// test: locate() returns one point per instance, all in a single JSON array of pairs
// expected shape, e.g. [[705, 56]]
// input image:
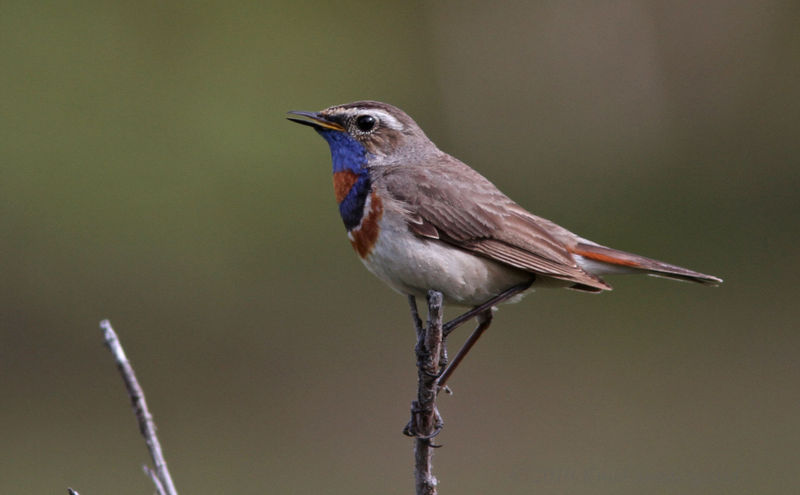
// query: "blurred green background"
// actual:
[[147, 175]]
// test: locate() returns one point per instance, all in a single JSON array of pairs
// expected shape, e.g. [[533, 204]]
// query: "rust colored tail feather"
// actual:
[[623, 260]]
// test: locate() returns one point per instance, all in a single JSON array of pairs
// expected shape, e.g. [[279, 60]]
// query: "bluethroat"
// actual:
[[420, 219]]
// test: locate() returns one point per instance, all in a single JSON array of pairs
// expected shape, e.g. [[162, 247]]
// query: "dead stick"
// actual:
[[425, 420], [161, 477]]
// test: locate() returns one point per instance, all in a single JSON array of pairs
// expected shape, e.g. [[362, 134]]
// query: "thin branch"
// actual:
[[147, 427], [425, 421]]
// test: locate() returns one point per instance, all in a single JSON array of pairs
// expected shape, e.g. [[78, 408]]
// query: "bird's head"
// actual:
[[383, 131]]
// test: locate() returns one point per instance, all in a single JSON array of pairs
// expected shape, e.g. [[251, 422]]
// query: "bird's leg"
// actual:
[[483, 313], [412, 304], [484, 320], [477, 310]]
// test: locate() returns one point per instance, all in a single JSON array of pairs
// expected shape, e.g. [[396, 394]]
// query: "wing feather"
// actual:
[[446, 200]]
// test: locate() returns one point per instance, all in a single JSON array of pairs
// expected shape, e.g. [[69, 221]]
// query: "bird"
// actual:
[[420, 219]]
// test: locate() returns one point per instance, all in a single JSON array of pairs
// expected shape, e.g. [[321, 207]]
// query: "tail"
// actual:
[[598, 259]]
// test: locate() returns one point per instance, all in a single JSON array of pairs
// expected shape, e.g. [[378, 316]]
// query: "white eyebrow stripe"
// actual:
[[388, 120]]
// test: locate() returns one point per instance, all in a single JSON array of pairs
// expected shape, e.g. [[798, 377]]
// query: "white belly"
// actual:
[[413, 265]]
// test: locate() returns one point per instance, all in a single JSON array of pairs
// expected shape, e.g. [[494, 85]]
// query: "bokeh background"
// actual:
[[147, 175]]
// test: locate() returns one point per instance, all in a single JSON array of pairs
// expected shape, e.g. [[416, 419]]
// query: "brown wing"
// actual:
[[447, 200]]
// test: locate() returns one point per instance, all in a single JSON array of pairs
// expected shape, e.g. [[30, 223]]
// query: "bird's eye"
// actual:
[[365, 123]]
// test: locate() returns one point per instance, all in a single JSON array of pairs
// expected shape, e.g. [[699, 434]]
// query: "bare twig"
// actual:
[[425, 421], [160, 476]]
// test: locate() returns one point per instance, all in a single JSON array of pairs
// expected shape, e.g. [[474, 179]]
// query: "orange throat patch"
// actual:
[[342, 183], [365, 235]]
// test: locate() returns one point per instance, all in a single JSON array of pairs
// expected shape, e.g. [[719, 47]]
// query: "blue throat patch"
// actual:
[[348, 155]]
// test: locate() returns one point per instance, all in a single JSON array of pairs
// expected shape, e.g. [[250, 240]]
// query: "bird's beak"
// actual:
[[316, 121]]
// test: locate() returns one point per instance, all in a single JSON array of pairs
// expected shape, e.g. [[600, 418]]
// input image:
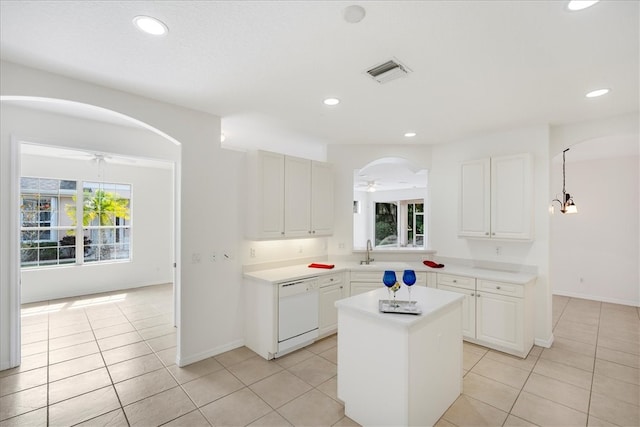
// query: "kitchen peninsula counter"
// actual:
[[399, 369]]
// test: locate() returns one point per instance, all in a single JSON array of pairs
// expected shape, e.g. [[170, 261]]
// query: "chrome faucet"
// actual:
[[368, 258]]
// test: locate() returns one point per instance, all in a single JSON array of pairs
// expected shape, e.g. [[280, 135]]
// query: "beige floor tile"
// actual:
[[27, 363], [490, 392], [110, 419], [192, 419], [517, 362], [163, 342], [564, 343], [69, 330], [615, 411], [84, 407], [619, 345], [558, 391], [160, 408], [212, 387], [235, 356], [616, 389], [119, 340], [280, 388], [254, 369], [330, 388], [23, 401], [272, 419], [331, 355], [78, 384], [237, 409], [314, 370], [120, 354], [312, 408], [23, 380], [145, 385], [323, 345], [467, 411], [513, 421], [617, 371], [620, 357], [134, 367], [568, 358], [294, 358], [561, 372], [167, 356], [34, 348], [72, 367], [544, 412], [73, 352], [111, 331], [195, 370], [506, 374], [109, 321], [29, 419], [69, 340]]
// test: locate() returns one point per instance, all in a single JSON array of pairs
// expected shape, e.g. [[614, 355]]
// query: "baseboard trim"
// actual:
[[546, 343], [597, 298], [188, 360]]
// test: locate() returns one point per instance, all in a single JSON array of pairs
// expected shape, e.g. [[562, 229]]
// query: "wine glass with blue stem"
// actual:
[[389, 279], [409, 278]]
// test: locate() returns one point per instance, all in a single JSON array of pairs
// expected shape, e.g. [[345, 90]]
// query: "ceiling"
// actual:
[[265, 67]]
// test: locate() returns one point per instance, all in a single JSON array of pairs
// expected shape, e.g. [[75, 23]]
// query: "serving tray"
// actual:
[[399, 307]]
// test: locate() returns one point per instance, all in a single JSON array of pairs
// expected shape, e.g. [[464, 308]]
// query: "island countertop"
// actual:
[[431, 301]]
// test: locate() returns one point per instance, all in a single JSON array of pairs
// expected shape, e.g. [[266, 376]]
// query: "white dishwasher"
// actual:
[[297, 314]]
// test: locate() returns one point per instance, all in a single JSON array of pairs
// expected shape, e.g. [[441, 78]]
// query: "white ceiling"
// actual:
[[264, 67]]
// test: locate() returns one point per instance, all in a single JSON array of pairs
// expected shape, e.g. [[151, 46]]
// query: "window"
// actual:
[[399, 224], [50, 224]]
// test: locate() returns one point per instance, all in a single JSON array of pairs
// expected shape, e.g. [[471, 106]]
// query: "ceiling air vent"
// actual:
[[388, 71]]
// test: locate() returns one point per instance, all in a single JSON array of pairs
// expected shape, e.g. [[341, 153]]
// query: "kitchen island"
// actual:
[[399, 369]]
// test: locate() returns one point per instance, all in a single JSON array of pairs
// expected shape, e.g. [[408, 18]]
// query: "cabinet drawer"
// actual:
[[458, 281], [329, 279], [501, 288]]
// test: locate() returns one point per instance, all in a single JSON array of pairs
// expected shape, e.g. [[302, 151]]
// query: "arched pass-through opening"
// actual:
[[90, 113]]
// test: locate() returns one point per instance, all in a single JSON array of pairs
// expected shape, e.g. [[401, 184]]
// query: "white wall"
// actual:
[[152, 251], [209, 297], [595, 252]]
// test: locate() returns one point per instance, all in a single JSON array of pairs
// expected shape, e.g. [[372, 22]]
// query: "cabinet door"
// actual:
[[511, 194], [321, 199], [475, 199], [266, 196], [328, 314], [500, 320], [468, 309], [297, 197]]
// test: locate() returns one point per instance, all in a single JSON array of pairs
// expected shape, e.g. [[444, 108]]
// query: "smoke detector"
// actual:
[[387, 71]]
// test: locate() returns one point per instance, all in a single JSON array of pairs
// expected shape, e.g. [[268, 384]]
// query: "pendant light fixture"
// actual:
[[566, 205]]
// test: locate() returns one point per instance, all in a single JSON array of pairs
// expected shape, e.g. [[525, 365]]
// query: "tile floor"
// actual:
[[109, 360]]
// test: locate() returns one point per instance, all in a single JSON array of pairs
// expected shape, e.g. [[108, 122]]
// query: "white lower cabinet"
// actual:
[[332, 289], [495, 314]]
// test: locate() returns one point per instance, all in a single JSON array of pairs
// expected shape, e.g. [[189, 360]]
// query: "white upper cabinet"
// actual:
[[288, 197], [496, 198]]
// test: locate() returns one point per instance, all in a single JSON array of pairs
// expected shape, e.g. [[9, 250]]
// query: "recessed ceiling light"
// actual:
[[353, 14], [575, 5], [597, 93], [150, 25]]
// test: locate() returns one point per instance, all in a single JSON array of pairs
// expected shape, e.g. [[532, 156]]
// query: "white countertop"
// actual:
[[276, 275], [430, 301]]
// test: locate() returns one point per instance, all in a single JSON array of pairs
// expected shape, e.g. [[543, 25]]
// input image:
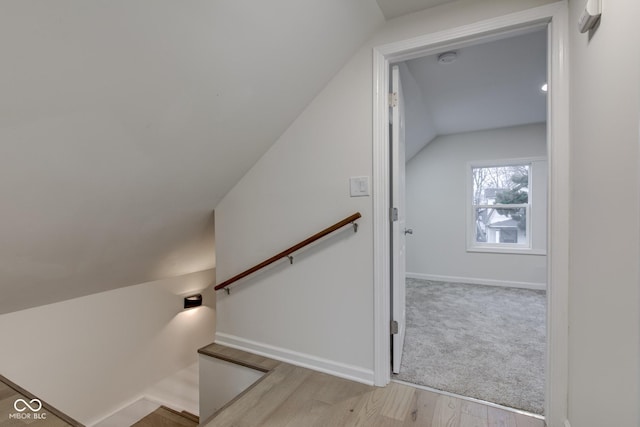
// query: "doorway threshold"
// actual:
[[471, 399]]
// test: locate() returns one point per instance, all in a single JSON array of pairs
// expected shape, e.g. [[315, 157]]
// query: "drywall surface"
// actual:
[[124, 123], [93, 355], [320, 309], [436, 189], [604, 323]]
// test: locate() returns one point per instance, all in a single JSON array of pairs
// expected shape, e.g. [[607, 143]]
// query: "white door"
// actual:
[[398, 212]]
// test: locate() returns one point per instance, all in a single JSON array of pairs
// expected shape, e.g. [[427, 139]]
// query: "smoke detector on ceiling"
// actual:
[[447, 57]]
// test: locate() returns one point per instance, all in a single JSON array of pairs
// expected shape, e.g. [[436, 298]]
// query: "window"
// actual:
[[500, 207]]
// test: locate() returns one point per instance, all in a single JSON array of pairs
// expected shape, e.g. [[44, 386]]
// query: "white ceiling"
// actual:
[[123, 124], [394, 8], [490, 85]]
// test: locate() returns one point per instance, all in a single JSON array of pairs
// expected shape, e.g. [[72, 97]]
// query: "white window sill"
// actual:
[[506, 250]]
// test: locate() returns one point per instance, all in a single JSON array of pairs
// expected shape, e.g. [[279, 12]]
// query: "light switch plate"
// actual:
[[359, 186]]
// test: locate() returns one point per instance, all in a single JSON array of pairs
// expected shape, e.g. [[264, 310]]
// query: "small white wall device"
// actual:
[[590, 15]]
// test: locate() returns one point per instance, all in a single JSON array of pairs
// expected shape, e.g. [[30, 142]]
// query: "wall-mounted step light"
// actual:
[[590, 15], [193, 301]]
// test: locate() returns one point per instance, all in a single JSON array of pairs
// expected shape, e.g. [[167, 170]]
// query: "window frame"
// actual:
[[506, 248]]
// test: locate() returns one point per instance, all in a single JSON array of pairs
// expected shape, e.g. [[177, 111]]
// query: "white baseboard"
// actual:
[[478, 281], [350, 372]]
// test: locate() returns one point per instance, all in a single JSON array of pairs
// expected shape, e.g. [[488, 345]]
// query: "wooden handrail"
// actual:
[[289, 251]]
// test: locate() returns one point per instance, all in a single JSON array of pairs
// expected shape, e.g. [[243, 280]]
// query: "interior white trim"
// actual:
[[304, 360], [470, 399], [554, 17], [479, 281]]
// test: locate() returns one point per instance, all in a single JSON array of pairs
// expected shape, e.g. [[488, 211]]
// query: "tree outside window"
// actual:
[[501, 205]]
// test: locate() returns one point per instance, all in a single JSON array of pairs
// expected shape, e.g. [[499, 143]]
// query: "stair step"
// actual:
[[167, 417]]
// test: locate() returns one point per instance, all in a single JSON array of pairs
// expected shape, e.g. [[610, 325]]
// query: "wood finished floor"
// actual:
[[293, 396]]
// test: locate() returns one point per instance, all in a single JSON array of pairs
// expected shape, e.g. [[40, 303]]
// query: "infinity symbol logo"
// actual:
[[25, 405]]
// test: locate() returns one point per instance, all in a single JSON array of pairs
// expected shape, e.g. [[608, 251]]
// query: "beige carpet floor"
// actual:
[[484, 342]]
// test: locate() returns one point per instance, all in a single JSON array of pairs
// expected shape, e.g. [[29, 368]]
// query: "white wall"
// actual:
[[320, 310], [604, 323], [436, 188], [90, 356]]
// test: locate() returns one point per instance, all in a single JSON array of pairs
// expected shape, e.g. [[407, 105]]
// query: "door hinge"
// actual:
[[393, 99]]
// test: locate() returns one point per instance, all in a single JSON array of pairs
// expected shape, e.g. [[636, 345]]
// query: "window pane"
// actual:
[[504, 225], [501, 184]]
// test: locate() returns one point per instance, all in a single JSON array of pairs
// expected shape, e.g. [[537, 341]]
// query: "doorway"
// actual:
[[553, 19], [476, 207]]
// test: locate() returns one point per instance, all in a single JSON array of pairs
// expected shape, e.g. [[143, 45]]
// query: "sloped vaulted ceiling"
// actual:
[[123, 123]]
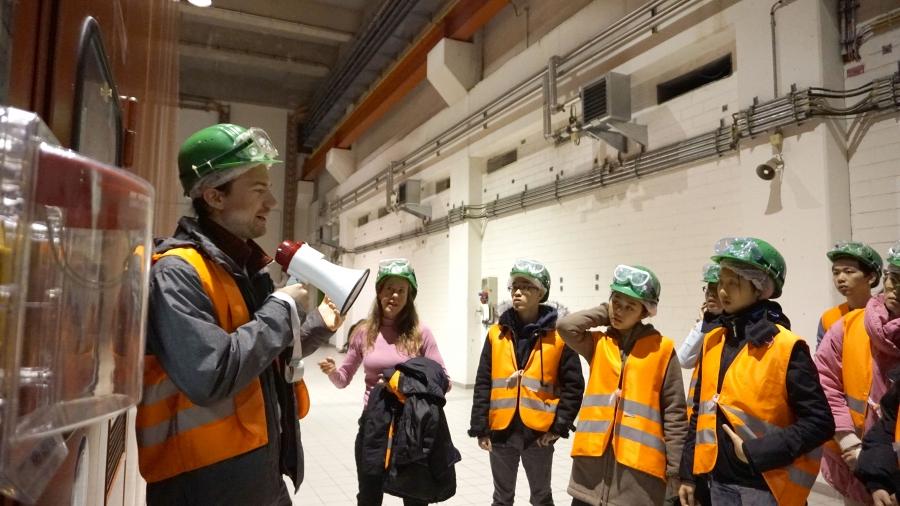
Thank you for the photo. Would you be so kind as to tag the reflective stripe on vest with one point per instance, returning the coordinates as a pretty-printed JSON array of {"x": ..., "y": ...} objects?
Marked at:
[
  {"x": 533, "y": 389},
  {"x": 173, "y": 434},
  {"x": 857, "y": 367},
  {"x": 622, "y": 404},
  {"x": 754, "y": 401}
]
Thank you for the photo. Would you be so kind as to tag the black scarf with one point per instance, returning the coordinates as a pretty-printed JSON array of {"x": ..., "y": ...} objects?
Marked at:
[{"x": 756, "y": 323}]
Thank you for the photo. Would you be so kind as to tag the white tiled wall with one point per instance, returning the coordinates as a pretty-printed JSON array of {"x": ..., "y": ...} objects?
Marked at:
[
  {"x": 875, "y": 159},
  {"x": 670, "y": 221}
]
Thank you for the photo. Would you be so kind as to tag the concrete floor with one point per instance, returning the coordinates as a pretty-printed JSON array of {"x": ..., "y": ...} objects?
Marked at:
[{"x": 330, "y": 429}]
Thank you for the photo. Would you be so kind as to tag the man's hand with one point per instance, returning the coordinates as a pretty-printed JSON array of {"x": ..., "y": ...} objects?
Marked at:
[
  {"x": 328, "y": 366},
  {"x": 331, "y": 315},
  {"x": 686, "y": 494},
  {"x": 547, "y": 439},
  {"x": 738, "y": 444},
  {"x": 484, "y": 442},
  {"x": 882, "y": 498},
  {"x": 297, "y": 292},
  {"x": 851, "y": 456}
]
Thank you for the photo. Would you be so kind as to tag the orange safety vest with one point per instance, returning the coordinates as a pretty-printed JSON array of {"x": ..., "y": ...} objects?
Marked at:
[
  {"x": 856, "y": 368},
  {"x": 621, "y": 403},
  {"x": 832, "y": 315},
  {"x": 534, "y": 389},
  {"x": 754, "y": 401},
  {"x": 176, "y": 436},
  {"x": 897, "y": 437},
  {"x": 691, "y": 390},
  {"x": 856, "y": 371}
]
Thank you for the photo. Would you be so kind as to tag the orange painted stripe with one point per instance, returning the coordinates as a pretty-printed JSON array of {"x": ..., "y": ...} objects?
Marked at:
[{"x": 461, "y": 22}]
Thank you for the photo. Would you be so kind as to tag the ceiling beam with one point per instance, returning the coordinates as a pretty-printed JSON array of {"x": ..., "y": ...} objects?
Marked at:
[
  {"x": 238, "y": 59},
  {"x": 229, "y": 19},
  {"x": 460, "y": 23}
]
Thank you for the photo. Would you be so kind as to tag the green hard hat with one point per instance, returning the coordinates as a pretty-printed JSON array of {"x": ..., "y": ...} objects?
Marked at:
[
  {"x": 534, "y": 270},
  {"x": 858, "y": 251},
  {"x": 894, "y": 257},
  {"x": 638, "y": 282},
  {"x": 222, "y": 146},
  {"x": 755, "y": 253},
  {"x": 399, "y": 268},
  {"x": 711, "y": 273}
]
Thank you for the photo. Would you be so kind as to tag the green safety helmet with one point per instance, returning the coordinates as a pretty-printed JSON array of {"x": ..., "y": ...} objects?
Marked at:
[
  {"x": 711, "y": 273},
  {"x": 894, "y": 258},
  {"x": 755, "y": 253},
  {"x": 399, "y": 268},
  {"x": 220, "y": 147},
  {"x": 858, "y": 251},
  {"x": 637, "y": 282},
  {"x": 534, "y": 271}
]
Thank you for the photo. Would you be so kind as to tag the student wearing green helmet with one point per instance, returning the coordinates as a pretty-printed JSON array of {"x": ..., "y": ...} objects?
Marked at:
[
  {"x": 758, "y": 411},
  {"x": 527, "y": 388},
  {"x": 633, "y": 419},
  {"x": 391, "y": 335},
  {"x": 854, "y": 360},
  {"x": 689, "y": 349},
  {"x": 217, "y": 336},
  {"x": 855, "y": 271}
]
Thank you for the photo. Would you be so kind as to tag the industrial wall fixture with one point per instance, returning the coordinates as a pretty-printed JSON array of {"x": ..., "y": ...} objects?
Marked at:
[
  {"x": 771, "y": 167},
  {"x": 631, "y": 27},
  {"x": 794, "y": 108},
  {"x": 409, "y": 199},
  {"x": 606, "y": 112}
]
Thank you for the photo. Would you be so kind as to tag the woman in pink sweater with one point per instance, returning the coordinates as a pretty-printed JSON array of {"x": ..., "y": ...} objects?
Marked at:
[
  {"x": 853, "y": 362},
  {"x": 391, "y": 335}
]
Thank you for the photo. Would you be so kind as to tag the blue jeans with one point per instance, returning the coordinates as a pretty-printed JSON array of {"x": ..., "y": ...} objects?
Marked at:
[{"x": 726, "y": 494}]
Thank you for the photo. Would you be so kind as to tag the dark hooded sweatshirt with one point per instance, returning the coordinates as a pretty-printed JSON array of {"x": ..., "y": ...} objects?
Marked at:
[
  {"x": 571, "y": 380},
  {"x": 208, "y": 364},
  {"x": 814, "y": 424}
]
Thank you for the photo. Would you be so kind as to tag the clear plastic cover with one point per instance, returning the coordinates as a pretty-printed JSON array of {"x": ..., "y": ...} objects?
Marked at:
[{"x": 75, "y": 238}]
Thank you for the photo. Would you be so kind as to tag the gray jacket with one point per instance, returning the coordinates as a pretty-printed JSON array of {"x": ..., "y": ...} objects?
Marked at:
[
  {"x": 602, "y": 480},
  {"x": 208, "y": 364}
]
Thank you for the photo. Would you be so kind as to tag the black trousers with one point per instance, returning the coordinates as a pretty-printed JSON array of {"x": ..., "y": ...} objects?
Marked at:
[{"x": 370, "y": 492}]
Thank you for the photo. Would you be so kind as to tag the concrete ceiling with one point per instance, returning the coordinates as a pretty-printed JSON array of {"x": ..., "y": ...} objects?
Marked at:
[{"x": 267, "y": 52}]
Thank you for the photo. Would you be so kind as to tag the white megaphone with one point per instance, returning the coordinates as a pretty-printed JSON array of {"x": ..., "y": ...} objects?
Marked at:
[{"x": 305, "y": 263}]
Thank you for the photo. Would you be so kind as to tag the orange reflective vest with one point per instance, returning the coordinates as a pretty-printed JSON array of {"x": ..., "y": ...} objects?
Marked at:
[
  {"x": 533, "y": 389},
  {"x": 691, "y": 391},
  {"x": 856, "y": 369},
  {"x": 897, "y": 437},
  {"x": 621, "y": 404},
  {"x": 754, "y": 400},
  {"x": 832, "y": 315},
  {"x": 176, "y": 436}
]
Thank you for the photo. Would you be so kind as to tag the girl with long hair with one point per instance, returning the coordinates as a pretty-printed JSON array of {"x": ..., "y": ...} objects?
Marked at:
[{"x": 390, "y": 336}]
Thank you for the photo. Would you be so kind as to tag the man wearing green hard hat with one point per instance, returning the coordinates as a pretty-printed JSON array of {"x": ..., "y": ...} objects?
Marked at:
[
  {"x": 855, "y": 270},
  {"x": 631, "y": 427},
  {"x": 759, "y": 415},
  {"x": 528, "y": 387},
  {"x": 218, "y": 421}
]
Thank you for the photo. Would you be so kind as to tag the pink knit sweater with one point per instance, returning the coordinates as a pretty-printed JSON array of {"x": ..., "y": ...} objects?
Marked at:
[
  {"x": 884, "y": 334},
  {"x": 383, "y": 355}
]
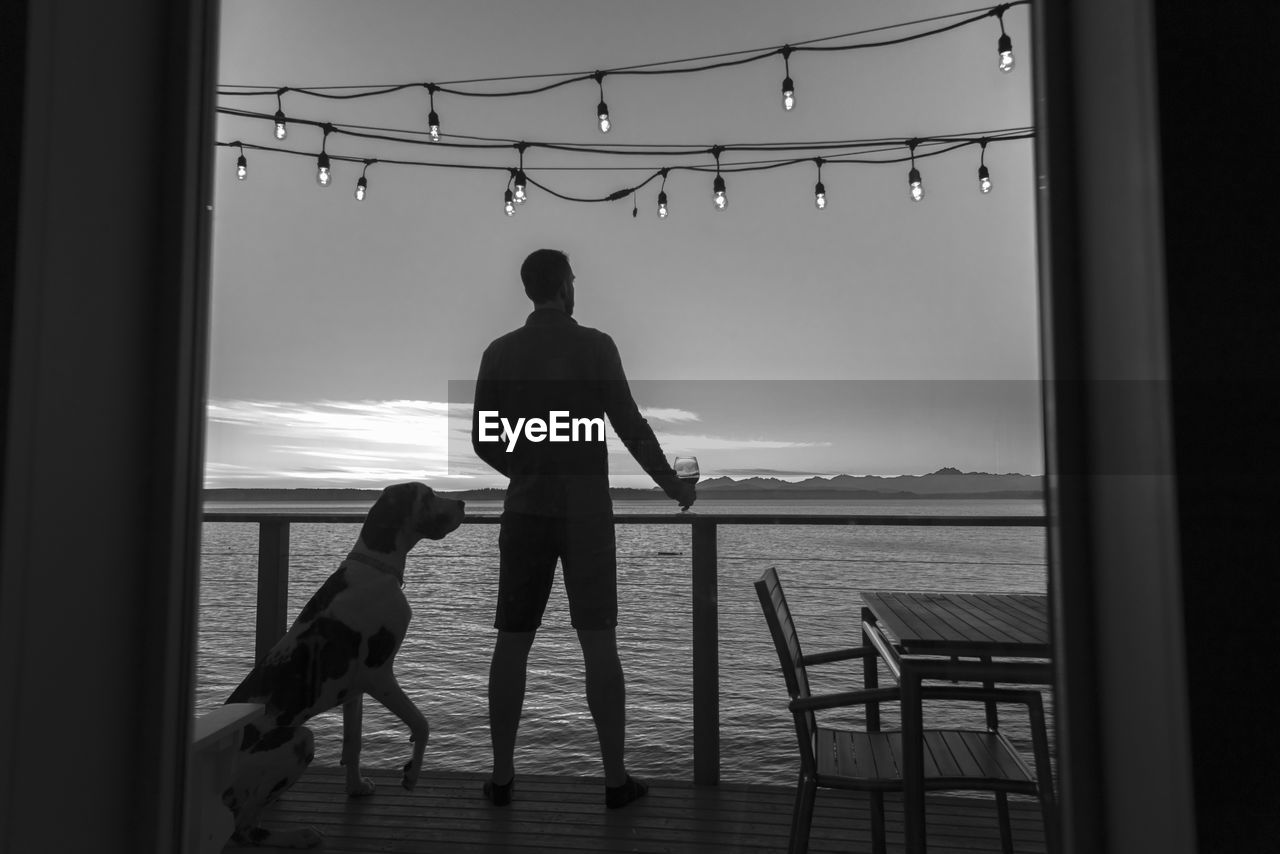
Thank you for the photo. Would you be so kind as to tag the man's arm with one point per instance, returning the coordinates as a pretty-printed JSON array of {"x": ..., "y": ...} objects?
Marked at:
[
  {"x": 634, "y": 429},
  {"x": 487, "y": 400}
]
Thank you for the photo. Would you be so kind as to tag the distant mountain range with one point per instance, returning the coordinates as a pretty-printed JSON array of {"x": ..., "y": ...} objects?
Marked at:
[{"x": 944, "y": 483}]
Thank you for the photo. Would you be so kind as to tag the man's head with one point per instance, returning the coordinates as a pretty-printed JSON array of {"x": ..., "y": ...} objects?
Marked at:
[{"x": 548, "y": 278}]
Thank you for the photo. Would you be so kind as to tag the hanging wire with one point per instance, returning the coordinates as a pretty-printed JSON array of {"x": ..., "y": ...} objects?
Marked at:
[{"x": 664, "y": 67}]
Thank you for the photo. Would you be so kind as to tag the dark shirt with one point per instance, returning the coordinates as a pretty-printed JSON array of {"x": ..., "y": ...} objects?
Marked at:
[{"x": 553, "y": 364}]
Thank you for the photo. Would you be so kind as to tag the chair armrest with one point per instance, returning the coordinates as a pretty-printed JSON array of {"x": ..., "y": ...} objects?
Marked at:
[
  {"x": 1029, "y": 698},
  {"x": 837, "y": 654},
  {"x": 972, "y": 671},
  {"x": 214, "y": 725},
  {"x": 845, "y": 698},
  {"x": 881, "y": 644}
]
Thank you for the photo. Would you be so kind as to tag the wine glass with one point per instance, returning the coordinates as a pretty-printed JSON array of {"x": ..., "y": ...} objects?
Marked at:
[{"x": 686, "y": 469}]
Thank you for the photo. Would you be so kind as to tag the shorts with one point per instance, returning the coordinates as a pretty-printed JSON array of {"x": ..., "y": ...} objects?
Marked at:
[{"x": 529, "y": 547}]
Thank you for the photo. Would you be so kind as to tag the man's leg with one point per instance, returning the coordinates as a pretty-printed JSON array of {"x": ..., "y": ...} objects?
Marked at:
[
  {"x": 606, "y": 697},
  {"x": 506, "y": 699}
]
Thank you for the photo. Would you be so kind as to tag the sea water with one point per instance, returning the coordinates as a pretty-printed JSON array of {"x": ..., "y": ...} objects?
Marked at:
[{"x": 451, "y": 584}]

**REQUIREMENT**
Copy out every line from the one containing "the dark shirt" to the end of the material, both ends included.

**WRITTEN ANSWER**
Thank you for the photo. Would you be so kind as to tag the dark shirt with one point per instance, returning the coordinates as a pretty-printed JSON array of {"x": ..., "y": ...} objects?
Marked at:
[{"x": 553, "y": 364}]
Thank you for the photo. Would you be so kind as to tag the chair armrest with one point per instance, returning the coordinates as a pretty-printed JSON array of {"x": ..., "y": ...} objects?
Marked at:
[
  {"x": 1029, "y": 698},
  {"x": 837, "y": 654},
  {"x": 972, "y": 671},
  {"x": 214, "y": 725},
  {"x": 845, "y": 698},
  {"x": 881, "y": 644}
]
Thank you for the photo. Would you be so kind as to tag the wine glass with one point per instance, returning the coordinates as a pretty-printed JSON array of {"x": ..., "y": ...} objects?
Marked at:
[{"x": 686, "y": 469}]
Thank you for the photo. Would you be so kind as to tag the shorts with one point per instance, returning the coordinates as a pretty-printed JSON array of {"x": ..., "y": ...} objects?
Marked at:
[{"x": 529, "y": 547}]
Thank you for the photo. Would you be so kind as to tag the man's leg with one point per instance, returning the coordinates as a pretty-printed JSON array of {"x": ..., "y": ...} objects?
Marked at:
[
  {"x": 606, "y": 697},
  {"x": 506, "y": 699}
]
Thank you for the photo. Would you be so kind as to tag the sea water with one point per instance, returning the coordinates as a pretty-printed JSON array of {"x": ..., "y": ...} objects?
Marked at:
[{"x": 451, "y": 584}]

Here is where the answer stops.